BRIEF –
Transcribe all of the entries below line for line, changing nothing.

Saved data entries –
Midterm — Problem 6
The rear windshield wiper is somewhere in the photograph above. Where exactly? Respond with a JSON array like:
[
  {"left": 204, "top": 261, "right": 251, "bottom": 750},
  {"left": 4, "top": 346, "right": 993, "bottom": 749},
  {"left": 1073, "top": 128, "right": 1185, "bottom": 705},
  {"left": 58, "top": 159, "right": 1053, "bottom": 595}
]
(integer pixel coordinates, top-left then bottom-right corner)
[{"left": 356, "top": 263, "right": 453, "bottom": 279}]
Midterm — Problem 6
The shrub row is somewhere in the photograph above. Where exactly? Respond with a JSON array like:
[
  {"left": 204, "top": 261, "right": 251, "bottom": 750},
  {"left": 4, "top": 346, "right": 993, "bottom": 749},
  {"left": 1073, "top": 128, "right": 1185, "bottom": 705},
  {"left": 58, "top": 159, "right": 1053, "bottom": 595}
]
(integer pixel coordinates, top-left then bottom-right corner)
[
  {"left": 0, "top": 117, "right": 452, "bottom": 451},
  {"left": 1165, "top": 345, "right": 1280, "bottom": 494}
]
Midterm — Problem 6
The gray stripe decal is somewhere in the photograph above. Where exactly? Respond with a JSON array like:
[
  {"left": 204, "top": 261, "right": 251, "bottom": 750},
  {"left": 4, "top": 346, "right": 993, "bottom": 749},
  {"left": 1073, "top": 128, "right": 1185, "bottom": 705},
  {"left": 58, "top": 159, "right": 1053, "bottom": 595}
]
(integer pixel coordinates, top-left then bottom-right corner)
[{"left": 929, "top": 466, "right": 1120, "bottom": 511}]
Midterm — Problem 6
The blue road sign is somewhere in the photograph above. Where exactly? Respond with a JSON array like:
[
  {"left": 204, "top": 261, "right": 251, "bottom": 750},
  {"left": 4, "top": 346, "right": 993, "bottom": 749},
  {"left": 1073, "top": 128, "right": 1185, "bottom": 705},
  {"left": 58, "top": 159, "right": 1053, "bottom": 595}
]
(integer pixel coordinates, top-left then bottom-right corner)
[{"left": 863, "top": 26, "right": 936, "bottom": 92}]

WRITTEN ANSWER –
Midterm — Problem 6
The rear windshield wiper is somewhere in the photograph above. Where exactly? Respond with a JSON array like:
[
  {"left": 204, "top": 261, "right": 251, "bottom": 750},
  {"left": 4, "top": 346, "right": 993, "bottom": 749},
  {"left": 1073, "top": 128, "right": 1185, "bottom": 705},
  {"left": 58, "top": 159, "right": 1053, "bottom": 595}
]
(integer pixel coordinates, top-left then bottom-right corner)
[{"left": 356, "top": 263, "right": 453, "bottom": 279}]
Midterm — Problem 6
The shrub row is somewhere in the photograph above. Where exactly? Respond with a JSON array like:
[
  {"left": 204, "top": 261, "right": 251, "bottom": 750},
  {"left": 4, "top": 346, "right": 993, "bottom": 749},
  {"left": 1073, "top": 128, "right": 1185, "bottom": 705},
  {"left": 58, "top": 159, "right": 1053, "bottom": 595}
]
(integer pixel coordinates, top-left then bottom-right corner)
[
  {"left": 0, "top": 117, "right": 452, "bottom": 451},
  {"left": 1165, "top": 345, "right": 1280, "bottom": 494}
]
Midterm — Problem 6
The gray stripe decal is somewhere in the photograph above. Where exactly? Respond with a JSON array like:
[
  {"left": 204, "top": 261, "right": 251, "bottom": 750},
  {"left": 4, "top": 346, "right": 993, "bottom": 749},
  {"left": 1073, "top": 128, "right": 1185, "bottom": 705},
  {"left": 58, "top": 159, "right": 1053, "bottom": 595}
]
(integer pixel coordinates, top-left then bottom-right corner)
[{"left": 929, "top": 466, "right": 1120, "bottom": 511}]
Midterm — Problem 6
The blue road sign is somewhere in the photograph above. Where exactly? Respond with a JSON array like:
[
  {"left": 204, "top": 261, "right": 251, "bottom": 750},
  {"left": 4, "top": 346, "right": 993, "bottom": 749},
  {"left": 1073, "top": 128, "right": 1185, "bottom": 705},
  {"left": 58, "top": 159, "right": 1053, "bottom": 595}
]
(integer pixel coordinates, top-left then bottom-right corner)
[{"left": 863, "top": 26, "right": 936, "bottom": 92}]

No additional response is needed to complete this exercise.